§ **CONSIGNE**:
Réécrivez le passage de la notice sur Dominique de La Martinière qui s'ouvre sur les mots contenant « Dominique Machet de » et se termine par « haut fonctionnaire gaullien. », en substituant « grand commis de l'État » à « haut fonctionnaire ».

§ **EXTRAIT DU DOCUMENT**:
———

Dominique Machet de La Martinière (1927-2002)
p. 267-268
Texte intégral
1Dominique de La Martinière a été non seulement une des figures marquantes de l’administration fiscale, mais aussi une manière d’archétype du haut fonctionnaire gaullien.
2La première partie de sa carrière est extrêmement classique et rectiligne. Après des études de droit et d’économie, puis un passage presque obligé par l’Institut d’études politiques de Paris, il entre à l’Éna en 1950. Major de sa promotion, il opte pour l’Inspection des Finances et est le premier à ce rang du classement à choisir, en 1958, l’administration fiscale. Il gravit rapidement tous les échelons de commandement de la direction générale des Impôts (DGI), selon le modèle institué par Robert Blot, d’abord chargé de missions, puis chef du service de la Législation en 1964 et enfin directeur général de 1967 à 1973. Seul un bref passage à Londres en 1966, comme attaché financier, interrompt temporairement ce parcours bien réglé.
3Ces fonctions successives lui offrent un point de vue privilégié sur les grandes réformes des années soixante. En 1964, il occupe ainsi le poste stratégique de rapporteur des Assises du commerce, première étape d’un processus de l’extension de la TVA jusqu’au stade du détail, qui ne s’achève qu’en 1968. De même, il suit de près les importantes transformations de la fiscalité des entreprises. Il est l’un des premiers à critiquer un régime trop favorable à l’autofinancement et soutient le recours accru aux marchés financiers, rendu possible par la loi du 12 juillet 1965 et la création de l’avoir fiscal. Mais il met aussi en garde contre les facilités excessives accordées aux sociétés importantes et souligne le risque d’une imposition devenue volontaire.
4Surtout, son passage à la tête de la DGI est marqué par une très forte accélération des réformes administratives. Il réalise notamment la fusion des services extérieurs, jusqu’alors spécialisés par type d’impôts, sur le modèle des anciennes régies financières. Dès 1964, des directions régionales unifiées sont créées sur un mode expérimental. L’étape décisive est franchie en 1969 avec la création des IFAC (inspections fusionnées d’assiette et de contrôle), qui deviennent bientôt les centres des impôts. Il sait nouer, à cette occasion, de bonnes relations avec les syndicats, notamment la CGT (SNADGI-CGT), très présente dans l’administration des Indirectes.

———

§ **DONNÉES FOURNIES**:
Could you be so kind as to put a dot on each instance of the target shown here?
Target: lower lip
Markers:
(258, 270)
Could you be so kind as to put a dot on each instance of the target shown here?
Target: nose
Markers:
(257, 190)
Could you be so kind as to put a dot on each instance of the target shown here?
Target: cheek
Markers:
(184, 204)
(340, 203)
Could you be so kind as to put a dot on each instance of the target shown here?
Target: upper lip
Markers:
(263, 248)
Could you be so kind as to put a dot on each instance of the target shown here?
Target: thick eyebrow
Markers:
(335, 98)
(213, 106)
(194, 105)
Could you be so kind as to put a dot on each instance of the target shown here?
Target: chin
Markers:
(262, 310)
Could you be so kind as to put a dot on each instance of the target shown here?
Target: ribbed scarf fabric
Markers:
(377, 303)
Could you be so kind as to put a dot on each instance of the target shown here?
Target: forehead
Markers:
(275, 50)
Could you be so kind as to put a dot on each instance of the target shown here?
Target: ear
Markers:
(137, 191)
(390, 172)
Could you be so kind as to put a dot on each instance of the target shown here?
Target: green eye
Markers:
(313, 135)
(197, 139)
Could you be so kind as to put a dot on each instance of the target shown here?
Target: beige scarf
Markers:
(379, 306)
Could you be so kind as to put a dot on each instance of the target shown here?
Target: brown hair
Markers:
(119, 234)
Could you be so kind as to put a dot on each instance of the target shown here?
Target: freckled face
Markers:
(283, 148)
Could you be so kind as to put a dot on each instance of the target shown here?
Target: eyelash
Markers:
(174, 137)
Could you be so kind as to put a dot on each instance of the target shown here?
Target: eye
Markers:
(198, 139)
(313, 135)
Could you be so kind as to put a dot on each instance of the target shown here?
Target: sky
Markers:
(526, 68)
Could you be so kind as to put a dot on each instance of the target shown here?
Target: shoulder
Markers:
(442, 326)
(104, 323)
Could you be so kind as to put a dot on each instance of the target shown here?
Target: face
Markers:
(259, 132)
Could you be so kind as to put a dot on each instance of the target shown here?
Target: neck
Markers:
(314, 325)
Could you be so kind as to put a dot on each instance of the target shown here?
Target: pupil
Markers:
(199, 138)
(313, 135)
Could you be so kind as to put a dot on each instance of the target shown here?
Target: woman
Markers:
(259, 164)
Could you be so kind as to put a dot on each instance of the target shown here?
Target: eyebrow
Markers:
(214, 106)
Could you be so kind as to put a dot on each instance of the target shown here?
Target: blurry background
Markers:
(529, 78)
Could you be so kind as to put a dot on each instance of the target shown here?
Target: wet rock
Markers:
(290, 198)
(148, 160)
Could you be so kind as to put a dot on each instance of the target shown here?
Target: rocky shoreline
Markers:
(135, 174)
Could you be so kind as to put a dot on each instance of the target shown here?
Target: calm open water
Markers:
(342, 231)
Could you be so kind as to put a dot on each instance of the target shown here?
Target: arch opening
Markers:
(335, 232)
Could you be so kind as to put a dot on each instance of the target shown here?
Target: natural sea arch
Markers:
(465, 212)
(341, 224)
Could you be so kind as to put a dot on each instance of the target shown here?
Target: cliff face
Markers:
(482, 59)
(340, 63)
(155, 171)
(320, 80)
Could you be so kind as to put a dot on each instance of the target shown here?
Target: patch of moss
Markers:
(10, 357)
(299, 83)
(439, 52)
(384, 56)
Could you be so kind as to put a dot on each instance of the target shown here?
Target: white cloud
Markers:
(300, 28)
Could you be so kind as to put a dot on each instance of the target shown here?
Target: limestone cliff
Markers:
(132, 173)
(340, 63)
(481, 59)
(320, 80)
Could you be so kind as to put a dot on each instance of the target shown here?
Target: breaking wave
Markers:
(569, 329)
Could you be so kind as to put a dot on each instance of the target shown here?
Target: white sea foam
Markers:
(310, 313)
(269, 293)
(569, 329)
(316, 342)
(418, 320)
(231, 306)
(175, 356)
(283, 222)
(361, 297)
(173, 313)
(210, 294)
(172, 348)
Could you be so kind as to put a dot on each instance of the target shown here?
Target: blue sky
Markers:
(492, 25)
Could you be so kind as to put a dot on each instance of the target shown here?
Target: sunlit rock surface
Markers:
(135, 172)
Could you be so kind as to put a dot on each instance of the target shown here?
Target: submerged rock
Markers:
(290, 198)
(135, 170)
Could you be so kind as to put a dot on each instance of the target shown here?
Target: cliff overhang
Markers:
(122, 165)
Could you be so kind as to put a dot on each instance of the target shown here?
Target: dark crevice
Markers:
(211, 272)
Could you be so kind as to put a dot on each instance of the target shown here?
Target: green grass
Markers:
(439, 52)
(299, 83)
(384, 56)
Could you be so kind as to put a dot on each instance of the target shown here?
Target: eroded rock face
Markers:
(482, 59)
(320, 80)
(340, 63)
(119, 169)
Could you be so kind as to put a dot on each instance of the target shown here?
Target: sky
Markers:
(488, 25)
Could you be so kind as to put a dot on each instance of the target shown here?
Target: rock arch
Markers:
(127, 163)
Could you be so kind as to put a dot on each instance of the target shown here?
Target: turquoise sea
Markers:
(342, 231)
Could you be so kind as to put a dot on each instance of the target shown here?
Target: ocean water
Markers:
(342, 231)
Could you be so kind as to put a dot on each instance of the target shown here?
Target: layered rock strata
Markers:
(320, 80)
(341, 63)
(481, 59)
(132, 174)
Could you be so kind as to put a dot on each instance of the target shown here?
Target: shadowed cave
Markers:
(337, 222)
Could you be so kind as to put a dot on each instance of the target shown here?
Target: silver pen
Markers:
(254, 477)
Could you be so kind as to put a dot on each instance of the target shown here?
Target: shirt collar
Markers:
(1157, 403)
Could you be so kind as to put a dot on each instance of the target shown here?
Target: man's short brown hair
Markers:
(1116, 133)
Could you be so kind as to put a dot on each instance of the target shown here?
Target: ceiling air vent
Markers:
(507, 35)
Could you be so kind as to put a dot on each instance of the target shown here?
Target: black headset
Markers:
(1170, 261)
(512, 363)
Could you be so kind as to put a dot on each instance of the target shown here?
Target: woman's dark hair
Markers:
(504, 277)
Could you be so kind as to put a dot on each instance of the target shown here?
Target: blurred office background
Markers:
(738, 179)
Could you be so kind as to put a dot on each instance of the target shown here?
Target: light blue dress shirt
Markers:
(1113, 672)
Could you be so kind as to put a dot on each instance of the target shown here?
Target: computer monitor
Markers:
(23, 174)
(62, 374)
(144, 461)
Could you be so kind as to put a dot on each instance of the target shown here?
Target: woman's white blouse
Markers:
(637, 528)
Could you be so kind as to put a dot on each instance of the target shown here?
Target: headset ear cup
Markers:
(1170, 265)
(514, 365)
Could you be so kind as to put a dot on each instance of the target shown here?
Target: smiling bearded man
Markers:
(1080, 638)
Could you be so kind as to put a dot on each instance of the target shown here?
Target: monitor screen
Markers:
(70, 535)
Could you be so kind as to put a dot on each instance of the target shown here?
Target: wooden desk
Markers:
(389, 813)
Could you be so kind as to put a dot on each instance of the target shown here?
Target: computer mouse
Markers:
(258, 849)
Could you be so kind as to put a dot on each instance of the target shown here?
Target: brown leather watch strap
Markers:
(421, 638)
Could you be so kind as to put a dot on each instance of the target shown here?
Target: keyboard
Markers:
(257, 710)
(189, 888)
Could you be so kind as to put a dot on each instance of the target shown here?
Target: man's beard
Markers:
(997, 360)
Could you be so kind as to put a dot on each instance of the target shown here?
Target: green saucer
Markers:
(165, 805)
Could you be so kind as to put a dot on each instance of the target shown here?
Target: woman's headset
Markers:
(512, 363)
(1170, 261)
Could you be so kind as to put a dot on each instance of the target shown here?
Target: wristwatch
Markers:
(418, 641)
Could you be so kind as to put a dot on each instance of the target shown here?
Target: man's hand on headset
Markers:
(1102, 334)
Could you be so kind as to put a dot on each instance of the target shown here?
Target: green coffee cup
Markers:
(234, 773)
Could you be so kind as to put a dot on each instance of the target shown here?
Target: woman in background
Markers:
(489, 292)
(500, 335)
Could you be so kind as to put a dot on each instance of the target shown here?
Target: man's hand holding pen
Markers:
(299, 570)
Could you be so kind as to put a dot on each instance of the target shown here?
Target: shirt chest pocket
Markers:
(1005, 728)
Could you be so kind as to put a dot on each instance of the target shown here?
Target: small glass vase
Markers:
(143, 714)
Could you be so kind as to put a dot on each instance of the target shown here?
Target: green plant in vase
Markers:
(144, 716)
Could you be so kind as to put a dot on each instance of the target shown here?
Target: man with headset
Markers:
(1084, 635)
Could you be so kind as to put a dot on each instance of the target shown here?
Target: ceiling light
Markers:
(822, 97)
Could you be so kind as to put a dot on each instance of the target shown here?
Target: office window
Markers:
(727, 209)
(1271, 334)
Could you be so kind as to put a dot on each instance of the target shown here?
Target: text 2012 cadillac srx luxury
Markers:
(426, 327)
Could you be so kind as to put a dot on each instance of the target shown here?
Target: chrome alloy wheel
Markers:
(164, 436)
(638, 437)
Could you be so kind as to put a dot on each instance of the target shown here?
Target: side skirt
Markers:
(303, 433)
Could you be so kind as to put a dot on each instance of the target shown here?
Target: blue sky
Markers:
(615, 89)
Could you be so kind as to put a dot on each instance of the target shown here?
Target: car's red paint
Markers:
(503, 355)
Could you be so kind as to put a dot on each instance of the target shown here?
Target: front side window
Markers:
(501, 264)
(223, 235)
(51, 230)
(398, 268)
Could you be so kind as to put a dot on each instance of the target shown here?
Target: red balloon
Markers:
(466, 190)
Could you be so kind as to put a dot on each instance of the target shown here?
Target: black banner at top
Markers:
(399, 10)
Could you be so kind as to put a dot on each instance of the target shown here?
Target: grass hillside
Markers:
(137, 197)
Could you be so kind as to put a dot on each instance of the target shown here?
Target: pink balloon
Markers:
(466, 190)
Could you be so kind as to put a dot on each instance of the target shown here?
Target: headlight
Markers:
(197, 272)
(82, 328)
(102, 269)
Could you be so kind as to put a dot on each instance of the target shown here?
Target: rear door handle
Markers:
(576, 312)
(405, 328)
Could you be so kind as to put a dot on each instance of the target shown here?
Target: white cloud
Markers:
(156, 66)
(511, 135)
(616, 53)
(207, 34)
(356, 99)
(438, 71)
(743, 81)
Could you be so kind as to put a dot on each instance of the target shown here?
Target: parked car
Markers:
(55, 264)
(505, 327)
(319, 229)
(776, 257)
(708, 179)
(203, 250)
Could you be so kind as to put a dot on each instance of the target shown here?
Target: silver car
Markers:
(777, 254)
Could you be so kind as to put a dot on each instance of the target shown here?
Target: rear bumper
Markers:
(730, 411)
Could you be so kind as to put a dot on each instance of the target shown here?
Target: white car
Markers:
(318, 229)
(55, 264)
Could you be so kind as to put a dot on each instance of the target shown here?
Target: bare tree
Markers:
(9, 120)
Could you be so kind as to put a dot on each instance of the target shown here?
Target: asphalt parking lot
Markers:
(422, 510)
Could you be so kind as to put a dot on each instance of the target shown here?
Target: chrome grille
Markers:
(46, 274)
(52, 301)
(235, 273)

———

§ **RÉPONSE**:
Dominique Machet de La Martinière (1927-2002)
p. 267-268
Texte intégral
1Dominique de La Martinière a été non seulement une des figures marquantes de l’administration fiscale, mais aussi une manière d’archétype du grand commis de l'État gaullien.